TASK TO CARRY OUT →
Reproduce, without changes, everything in the records below from the line containing "Dear assistant, the user would like the forehead" down to the end of the records, including both of those ends.

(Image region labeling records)
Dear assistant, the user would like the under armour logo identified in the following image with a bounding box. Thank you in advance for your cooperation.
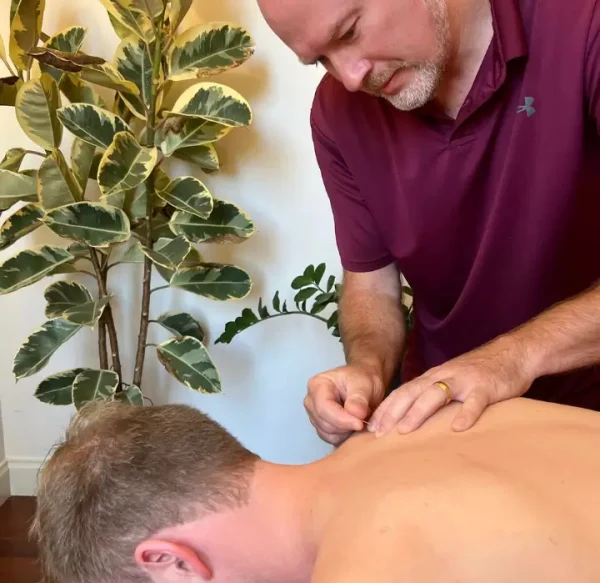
[517,97,535,117]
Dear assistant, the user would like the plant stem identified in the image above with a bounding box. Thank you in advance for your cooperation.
[133,7,166,388]
[90,248,123,392]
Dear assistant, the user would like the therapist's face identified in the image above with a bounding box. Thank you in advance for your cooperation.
[258,0,450,110]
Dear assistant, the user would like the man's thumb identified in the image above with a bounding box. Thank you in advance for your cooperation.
[344,393,369,419]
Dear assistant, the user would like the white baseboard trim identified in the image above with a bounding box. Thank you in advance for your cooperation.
[0,460,10,504]
[8,458,44,496]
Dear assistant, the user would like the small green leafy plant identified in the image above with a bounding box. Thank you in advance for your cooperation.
[215,263,413,344]
[0,0,255,407]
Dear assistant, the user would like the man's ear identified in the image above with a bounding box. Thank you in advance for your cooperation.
[135,539,212,583]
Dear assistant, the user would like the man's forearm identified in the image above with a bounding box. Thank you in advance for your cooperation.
[339,278,405,388]
[507,281,600,378]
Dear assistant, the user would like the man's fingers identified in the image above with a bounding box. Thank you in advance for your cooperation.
[374,386,419,436]
[398,386,447,433]
[452,391,490,431]
[305,378,363,431]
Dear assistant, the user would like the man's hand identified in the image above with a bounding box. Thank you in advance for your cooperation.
[304,365,384,446]
[369,337,535,435]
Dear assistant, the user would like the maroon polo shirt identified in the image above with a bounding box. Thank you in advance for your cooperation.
[311,0,600,410]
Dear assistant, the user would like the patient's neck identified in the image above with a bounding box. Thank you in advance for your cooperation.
[202,461,322,583]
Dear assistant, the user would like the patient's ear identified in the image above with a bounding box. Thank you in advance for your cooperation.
[135,539,212,583]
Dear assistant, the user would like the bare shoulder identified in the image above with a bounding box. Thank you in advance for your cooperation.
[310,527,436,583]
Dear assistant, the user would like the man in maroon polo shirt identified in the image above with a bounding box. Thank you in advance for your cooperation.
[260,0,600,444]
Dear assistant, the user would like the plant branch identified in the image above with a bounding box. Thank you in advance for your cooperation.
[90,247,123,392]
[133,5,166,388]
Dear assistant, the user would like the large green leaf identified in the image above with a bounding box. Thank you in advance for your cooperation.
[170,263,252,301]
[44,281,92,318]
[59,73,106,109]
[9,0,46,71]
[71,138,96,194]
[169,0,193,32]
[73,369,119,409]
[12,318,81,380]
[100,0,155,42]
[0,170,38,210]
[0,76,23,107]
[142,237,192,269]
[173,144,221,174]
[169,22,255,81]
[34,368,89,406]
[38,150,83,211]
[15,73,62,150]
[173,83,252,127]
[115,37,154,107]
[157,176,214,219]
[169,200,256,243]
[114,385,144,407]
[0,202,44,251]
[0,148,26,172]
[160,117,231,156]
[40,26,87,84]
[157,311,205,342]
[58,103,131,150]
[44,202,131,247]
[0,245,74,295]
[98,132,158,199]
[157,336,221,394]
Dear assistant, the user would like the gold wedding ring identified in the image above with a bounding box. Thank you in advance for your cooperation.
[433,381,454,405]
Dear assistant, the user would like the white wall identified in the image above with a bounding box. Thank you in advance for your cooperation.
[0,0,343,493]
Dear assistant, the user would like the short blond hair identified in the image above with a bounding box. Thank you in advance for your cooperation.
[31,402,258,583]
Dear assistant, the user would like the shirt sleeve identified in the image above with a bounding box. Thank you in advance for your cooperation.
[310,110,393,272]
[585,2,600,133]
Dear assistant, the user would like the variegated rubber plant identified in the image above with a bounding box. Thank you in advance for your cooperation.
[0,0,255,408]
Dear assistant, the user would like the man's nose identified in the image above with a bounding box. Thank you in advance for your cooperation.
[331,55,371,91]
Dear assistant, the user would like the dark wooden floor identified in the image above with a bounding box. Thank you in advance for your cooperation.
[0,497,41,583]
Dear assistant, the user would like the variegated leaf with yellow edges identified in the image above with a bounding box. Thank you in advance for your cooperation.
[44,202,131,247]
[172,83,252,127]
[114,37,154,113]
[0,170,38,210]
[159,117,232,156]
[100,0,155,42]
[12,318,81,380]
[173,144,221,174]
[59,73,106,109]
[0,202,44,251]
[98,132,158,199]
[58,103,131,150]
[15,73,63,150]
[156,336,222,394]
[71,138,96,190]
[34,26,87,86]
[169,263,252,301]
[169,200,256,243]
[0,245,74,295]
[157,176,213,219]
[38,150,83,211]
[169,22,255,81]
[8,0,46,71]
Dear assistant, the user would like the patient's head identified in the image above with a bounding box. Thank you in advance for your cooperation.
[32,403,257,583]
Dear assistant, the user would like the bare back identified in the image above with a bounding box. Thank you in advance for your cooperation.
[312,399,600,583]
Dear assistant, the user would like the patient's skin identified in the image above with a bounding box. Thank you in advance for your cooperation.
[149,399,600,583]
[311,399,600,583]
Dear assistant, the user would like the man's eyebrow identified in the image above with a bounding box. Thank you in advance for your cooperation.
[299,15,349,66]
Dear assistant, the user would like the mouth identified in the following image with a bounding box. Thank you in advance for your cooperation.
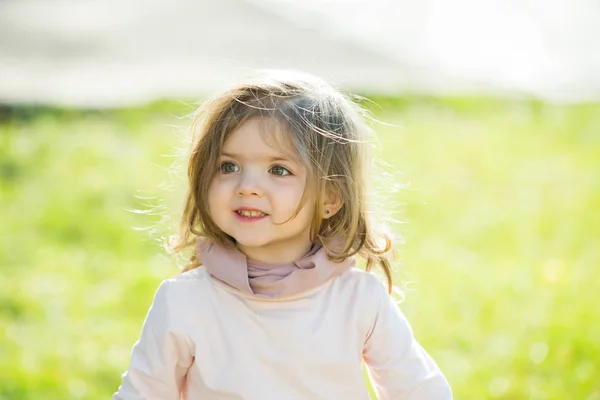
[234,208,269,219]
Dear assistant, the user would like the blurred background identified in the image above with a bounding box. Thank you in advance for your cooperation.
[0,0,600,400]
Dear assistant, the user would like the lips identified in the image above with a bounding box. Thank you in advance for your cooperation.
[235,208,268,218]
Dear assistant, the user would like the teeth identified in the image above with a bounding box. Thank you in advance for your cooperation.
[237,210,267,218]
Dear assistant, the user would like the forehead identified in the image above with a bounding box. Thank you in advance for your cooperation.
[223,117,300,160]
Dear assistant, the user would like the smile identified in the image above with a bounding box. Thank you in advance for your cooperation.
[235,210,267,218]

RESULT →
Dear assistant, the user would like the forehead identified in the image above with a bounding box. Thank you in advance for your cooperation.
[223,117,300,160]
Dear assistant, the user would like the smile identified in the image above with a bounding box. Thank you in advance for your cooperation.
[235,210,267,218]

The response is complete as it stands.